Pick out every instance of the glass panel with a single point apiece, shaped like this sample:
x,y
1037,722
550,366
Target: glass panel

==========

Aim of the exercise » Return the full listing exactly as written.

Answer box »
Pick out every instance of the glass panel with a single point apiece, shaped like this sample:
x,y
1037,722
550,366
Target: glass panel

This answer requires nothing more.